━━ Article
For all my characters, life goes on but is changed.

Tell us about Show Time. The novel challenges seven reality show contestants with the possibility of starvation or freezing to death. 

My book explores the use of violence and death as entertainment. We already have real-world examples like the potential fatal violence that helps fuel the popularity of car racing. We like violence. It fascinates us. That’s why it leads the news every night. My idea is that policymakers someday will, perhaps without knowing it, encourage certain kinds of violence to keep people satisfied. Presidents like wars—even though they won’t admit it. Wars unify us. We always support the troops. So deliberate steps to encourage controlled violence are not so farfetched.

Your fiction is occasionally threaded with darker impulses. Why delve into the shadow side?

A wise writing instructor once said, “People don’t read nice. It puts them to sleep.” 
I write dark-side fiction because that’s the only kind people read. I am not especially interested in venality, violence (which I really do not like), human weakness, etc. but these are essential elements of fiction. Of course we’re all fallible, and some of my fiction reflects this theme.
━━━━
━━ Extracted information
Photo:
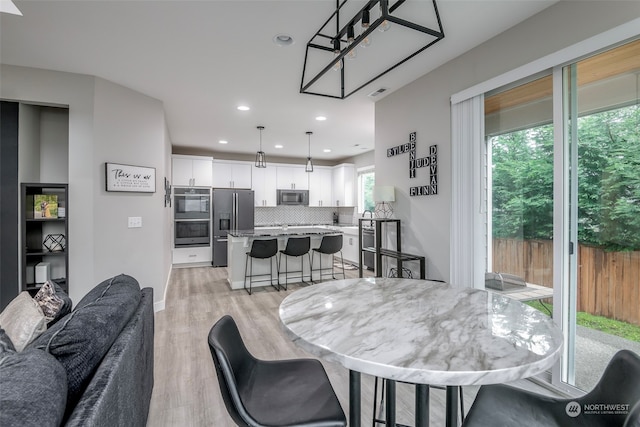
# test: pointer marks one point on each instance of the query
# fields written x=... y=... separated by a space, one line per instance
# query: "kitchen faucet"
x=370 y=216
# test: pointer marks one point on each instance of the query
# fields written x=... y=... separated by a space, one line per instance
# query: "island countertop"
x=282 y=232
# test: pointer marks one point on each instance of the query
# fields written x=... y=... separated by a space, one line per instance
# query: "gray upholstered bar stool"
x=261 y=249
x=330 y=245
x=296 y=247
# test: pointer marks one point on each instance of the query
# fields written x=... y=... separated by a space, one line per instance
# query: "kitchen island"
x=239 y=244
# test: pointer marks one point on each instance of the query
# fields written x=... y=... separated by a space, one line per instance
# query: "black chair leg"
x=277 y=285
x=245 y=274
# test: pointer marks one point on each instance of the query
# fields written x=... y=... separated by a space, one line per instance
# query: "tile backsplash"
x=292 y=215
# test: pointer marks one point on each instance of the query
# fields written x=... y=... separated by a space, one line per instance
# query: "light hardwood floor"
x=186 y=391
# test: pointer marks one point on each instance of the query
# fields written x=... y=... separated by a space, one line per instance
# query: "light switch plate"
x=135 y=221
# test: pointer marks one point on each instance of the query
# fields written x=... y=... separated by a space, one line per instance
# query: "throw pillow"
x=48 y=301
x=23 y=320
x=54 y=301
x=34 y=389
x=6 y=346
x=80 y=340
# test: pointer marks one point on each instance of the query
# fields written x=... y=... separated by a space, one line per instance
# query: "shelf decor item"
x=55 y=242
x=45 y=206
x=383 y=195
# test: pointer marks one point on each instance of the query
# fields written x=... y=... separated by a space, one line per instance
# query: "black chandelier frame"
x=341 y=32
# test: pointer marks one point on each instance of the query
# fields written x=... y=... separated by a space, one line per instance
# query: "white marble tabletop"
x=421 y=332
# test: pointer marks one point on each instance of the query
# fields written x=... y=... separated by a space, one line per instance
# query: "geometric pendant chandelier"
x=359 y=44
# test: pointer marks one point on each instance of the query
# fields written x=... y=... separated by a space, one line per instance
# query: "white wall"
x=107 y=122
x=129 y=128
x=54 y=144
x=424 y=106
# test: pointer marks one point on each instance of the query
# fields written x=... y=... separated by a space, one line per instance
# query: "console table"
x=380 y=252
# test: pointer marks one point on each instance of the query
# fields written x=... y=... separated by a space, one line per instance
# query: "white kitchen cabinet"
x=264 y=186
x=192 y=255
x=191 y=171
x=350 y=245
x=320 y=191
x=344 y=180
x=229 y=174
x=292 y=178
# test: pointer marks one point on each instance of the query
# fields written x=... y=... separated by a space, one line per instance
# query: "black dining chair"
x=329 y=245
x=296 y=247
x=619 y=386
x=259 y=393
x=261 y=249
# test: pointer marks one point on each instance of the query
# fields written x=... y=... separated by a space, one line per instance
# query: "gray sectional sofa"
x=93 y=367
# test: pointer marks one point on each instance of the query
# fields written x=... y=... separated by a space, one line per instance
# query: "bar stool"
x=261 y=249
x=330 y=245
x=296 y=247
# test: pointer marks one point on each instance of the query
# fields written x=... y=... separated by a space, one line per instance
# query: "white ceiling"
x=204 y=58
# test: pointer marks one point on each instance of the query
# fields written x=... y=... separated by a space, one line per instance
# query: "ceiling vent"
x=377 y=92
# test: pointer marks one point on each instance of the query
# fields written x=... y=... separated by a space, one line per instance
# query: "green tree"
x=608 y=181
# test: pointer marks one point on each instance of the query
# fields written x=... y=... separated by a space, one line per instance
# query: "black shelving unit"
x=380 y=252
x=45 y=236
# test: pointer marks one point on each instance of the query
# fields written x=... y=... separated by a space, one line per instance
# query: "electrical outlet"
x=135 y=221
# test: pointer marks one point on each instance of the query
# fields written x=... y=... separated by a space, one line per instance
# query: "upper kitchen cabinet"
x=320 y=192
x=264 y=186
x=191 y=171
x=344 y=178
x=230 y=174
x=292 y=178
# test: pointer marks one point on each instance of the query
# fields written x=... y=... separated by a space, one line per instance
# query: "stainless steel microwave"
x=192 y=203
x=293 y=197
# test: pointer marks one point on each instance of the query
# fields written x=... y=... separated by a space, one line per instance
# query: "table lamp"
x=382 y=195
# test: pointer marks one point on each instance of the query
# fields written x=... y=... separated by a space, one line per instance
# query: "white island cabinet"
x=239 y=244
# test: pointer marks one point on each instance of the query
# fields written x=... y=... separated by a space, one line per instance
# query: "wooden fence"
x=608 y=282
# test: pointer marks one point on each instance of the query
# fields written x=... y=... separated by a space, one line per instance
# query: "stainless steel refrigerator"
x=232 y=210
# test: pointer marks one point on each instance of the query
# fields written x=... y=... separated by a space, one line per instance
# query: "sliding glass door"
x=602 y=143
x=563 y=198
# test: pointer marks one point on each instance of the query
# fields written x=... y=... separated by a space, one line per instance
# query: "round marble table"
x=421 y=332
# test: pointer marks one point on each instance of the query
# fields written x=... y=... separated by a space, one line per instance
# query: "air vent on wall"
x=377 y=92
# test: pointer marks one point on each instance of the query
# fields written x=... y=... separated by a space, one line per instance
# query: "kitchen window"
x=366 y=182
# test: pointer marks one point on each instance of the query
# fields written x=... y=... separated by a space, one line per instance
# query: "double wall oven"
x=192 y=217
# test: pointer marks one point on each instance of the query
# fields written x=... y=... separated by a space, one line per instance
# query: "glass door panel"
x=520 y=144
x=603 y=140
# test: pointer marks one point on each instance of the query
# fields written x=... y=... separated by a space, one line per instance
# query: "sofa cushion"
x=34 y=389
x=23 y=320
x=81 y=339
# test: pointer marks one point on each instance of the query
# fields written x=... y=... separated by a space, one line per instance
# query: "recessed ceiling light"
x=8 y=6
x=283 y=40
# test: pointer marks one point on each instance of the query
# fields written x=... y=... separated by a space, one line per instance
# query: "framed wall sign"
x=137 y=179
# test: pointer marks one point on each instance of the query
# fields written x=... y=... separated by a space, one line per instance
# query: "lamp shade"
━━━━
== Parts of the exercise ==
a - In the author interview, how many reality show contestants does the novel Show Time challenge?
b - Continue the author interview about the novel Show Time, picking up after its last sentence.

== Answers for this exercise ==
a - Seven.

b -
In Show Time, the producer arranges for a murder to happen on the show because her entire focus in life is on her ratings. Nothing else matters. We humans can get blinkered that way and occasionally take desperate measures to keep things on track. That’s true reality. But overall, I write in this vein because it is artistically satisfying and readers demand it. 

In Beena’s Story an Indian woman is disfigured by acid, in Virgin Birth a surrogate mother is attacked, and Show Time explores personal and social violence. How do you address violence without becoming graphic?

Writing that is too graphic turns people off. Different readers (and writers) have different limits; mine are probably about average. Some would say I’m too cautious but bodies run through and guts spilling out simply seem unnecessary and distracting. It comes down to a matter of style. A very clear case is the “cozy.”  There’s always a murder but never a body.

These three new books include one that has a more erotic tone yet you don’t shy from sexual activity in stories that aren’t specifically erotic. Is there a line here, too? 

As to sex, I think I provided the appropriate amount of detail in Show Time and, very differently, in Vishnu Schist, Swimming Hole, and Devotional. Sex scenes can be sexy, even graphic as in Devotional, but clichés must be avoided like the plague. In Charlie Stuart’s Car got a little close to that, I think. I’ll let readers decide. 

How do you align your dark fiction with your Huffington Post article about the world getting better?

The reality is that dark impulses, especially violence, will always be there. The world is getting better in part because we are learning to curb our natural violent instincts. We sublimate by watching violent sports. Boxing. Football. NASCAR. We punish. Murderers and rapists are jailed. And so on.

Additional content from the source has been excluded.